### [What this task involves]
Extract the part of the pasta passage below that runs from "Ever since the" to "granny, ‘foreign muck’.", copying it without any changes.

**** Passage shown ****

Ever since the advent of Atkins, low carb regimes and the ‘carbs will make you fat’ manifesto of the protein only brigade, poor old pasta has received a rather (and, quite frankly, undeserved) press. Bit of a shame, really, especially as we have come such a long way in Britain since the days of spaghetti hoops being the sole example of what many believed to be the only type of edible pasta in an era when anything foreign was perceived as, to quote my dear late granny, ‘foreign muck’.
Thankfully, pasta is neither a suspicious nor esoteric entity like it was many years ago and like many others, I absolutely love it. Pasta reminds me of being a kid with a bolognese covered face. It reminds me of Lady and the Tramp and reminds me never, ever to order spaghetti bolognese on a first date. It reminds me of being a student and of spending time in halls of residence kitchens concocting dubious combinations of pesto, pasta and whatever veg was lurking at the back of the fridge drawer. It reminds me of being so hungry that only an enormous, steaming hot plate of pasta will do. Preferably featuring bacon.

**** Exercise data ****

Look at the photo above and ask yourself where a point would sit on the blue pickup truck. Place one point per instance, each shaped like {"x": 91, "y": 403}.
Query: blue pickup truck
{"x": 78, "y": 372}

****

### [Expected answer]
Ever since the advent of Atkins, low carb regimes and the ‘carbs will make you fat’ manifesto of the protein only brigade, poor old pasta has received a rather (and, quite frankly, undeserved) press. Bit of a shame, really, especially as we have come such a long way in Britain since the days of spaghetti hoops being the sole example of what many believed to be the only type of edible pasta in an era when anything foreign was perceived as, to quote my dear late granny, ‘foreign muck’.